Instructions to follow ::
In the records below, find the line containing "Q: Place a marker on the floral" and the line containing "Q: Place a marker on the grassy"; please repeat exactly the lines from one to the other, both included, and nothing more.

:: Input data ::

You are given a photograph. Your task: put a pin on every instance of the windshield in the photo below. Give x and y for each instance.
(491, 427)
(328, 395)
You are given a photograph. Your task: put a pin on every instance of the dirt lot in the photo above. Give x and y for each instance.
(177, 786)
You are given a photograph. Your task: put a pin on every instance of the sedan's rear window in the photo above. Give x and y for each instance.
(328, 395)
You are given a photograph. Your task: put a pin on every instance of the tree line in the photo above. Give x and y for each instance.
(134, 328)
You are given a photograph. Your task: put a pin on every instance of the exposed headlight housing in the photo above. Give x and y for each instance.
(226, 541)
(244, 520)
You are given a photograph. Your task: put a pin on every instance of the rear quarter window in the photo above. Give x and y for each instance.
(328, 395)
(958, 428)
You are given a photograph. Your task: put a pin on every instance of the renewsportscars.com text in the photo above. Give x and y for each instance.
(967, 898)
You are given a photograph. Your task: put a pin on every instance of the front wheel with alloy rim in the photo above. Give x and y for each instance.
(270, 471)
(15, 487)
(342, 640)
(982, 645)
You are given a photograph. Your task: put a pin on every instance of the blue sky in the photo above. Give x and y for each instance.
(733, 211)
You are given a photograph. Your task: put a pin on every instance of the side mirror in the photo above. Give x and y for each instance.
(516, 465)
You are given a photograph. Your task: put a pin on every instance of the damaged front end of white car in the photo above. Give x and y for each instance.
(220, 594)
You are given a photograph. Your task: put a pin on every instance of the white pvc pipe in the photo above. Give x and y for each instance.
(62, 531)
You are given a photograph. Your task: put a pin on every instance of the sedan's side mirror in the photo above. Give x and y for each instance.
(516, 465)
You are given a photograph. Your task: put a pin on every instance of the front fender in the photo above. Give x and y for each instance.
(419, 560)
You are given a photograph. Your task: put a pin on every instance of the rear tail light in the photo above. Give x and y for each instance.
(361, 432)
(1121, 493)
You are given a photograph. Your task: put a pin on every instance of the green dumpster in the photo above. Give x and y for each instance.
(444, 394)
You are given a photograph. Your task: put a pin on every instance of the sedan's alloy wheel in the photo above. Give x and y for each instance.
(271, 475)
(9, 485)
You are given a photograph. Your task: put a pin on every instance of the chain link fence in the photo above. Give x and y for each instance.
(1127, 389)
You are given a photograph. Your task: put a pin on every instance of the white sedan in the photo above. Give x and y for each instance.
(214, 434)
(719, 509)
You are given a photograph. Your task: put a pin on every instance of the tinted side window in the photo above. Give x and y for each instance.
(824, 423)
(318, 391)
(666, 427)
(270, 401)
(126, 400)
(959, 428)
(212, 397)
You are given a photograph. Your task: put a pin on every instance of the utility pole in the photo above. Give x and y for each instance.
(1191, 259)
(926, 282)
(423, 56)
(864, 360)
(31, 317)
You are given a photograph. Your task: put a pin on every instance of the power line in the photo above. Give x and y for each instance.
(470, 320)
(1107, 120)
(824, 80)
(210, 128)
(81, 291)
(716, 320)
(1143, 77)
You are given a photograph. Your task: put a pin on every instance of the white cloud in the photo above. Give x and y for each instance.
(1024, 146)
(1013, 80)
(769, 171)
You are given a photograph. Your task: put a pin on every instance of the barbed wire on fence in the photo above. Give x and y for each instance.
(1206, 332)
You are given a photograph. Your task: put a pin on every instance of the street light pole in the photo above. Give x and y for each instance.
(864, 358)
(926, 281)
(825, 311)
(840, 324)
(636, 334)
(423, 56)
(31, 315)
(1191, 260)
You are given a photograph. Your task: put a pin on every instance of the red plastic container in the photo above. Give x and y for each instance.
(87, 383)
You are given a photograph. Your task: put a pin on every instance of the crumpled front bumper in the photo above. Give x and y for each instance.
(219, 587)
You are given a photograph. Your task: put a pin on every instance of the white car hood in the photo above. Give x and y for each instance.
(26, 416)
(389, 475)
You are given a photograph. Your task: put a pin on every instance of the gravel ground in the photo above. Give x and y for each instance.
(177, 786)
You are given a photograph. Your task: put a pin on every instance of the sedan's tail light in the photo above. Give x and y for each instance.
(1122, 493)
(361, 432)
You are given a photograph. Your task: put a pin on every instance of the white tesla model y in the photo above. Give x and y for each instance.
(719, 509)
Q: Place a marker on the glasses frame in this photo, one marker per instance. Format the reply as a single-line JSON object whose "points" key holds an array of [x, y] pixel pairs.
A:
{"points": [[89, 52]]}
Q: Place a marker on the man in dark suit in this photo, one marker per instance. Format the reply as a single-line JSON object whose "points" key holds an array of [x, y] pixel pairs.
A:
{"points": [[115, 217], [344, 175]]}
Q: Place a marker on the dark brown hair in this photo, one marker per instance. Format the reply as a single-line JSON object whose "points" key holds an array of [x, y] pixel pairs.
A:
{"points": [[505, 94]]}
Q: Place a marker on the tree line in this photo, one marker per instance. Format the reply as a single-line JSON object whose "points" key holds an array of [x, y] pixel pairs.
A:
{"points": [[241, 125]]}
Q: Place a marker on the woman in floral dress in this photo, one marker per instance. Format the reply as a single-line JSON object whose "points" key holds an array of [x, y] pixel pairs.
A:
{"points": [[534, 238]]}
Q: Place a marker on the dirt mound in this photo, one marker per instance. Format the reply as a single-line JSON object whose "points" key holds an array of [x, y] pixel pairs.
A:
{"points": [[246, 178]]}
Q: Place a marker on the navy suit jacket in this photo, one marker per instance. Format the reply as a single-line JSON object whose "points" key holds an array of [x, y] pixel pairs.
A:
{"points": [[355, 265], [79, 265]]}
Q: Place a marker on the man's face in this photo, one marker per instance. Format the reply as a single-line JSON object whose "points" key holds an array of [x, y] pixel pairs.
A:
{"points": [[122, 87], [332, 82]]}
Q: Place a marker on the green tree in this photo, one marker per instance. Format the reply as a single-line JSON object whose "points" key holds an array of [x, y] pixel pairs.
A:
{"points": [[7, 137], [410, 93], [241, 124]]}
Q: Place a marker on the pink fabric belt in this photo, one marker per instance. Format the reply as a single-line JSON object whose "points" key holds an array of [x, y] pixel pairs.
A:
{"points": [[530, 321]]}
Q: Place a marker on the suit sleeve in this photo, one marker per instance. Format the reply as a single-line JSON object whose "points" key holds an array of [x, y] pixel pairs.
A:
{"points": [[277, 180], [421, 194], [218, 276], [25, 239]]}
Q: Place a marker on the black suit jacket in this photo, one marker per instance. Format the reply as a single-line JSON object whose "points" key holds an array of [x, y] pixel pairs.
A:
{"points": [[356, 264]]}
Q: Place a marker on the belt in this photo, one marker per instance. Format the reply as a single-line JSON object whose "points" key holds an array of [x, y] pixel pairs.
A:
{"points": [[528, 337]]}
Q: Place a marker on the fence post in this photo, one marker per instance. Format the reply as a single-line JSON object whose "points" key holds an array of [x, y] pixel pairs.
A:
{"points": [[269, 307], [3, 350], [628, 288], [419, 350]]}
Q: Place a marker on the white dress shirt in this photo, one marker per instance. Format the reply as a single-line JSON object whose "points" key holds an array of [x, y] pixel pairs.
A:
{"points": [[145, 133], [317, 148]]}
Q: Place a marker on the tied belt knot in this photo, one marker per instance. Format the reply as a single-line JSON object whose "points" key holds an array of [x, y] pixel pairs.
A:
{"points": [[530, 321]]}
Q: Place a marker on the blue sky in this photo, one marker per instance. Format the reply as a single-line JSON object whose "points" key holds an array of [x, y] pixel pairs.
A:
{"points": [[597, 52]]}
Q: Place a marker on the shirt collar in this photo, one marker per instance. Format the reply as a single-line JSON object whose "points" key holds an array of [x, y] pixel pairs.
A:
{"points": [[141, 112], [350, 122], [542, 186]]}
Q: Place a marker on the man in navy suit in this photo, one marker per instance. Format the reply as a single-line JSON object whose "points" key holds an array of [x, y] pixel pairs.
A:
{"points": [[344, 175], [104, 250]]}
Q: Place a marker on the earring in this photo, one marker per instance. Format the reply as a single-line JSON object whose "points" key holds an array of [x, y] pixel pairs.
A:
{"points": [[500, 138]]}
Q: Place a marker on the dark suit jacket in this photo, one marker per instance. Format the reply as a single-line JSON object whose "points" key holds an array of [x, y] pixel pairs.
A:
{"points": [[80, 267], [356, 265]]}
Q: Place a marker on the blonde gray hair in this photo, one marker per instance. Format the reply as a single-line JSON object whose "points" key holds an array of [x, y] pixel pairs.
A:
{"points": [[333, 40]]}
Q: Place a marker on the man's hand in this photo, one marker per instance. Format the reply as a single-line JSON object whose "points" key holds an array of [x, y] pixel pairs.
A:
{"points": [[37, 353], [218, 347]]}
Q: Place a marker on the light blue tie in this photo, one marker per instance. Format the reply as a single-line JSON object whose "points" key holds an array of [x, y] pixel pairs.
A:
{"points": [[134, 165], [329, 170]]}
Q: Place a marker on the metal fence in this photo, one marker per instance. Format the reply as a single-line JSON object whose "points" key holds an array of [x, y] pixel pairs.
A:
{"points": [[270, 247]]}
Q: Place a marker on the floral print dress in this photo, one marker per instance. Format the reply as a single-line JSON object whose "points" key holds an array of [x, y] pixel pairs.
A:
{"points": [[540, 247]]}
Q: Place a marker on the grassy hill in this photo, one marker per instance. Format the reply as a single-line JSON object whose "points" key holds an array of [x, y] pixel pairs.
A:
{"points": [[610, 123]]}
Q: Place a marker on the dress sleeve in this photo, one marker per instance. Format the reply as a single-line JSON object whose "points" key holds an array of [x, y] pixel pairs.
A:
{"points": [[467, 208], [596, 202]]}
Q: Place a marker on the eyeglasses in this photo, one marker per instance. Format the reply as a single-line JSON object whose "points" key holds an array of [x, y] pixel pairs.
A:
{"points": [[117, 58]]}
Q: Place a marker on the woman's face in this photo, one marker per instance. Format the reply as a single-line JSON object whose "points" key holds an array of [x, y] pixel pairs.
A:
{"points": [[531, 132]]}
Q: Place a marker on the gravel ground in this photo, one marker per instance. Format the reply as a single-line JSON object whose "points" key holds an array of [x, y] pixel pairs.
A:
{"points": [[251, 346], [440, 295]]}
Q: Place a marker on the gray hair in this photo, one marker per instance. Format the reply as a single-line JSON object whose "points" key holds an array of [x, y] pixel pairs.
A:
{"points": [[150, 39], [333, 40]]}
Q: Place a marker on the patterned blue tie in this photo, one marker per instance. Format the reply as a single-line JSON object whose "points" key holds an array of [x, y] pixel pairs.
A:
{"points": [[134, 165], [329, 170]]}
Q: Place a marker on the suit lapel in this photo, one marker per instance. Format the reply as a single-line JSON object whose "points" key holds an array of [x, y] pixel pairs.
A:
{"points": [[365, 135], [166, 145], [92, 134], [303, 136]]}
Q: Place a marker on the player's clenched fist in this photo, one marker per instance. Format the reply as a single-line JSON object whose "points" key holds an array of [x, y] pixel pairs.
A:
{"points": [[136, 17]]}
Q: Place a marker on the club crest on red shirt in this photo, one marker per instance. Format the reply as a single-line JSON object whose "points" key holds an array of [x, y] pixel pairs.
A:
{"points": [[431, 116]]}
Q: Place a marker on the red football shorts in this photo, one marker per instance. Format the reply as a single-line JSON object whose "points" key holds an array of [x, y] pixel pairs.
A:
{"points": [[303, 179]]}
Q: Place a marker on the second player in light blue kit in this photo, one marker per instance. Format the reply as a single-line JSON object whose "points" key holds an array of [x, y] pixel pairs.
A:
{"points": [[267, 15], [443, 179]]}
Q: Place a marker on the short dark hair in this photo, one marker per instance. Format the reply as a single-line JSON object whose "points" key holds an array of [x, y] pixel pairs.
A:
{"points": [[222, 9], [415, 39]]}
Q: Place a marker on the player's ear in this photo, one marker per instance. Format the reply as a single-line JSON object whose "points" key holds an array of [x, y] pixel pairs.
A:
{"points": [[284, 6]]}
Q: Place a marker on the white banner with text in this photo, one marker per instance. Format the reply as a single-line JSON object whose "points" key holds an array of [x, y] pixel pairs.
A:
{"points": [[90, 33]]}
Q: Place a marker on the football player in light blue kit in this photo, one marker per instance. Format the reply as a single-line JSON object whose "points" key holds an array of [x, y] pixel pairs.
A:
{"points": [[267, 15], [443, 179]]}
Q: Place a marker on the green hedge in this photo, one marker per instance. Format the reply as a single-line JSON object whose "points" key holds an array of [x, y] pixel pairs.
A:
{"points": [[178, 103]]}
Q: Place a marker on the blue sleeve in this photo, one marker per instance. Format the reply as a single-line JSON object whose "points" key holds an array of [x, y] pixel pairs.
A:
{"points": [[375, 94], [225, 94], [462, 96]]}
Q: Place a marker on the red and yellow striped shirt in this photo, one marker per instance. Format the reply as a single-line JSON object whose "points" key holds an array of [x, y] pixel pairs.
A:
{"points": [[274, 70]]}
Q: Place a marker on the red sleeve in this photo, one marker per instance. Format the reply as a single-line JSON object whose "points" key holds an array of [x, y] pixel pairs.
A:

:::

Result for this exercise ::
Q: Place a marker on the floral print dress in this photo, one marker per instance. Format the reply as a single-line JSON object whose "points" key holds an array of [x, y] pixel pairs.
A:
{"points": [[540, 247]]}
Q: Place a marker on the grassy hill in this photo, one marker per instance. Format the reply as a single-line JSON object whose "points" key holds an array of [x, y] pixel pairs.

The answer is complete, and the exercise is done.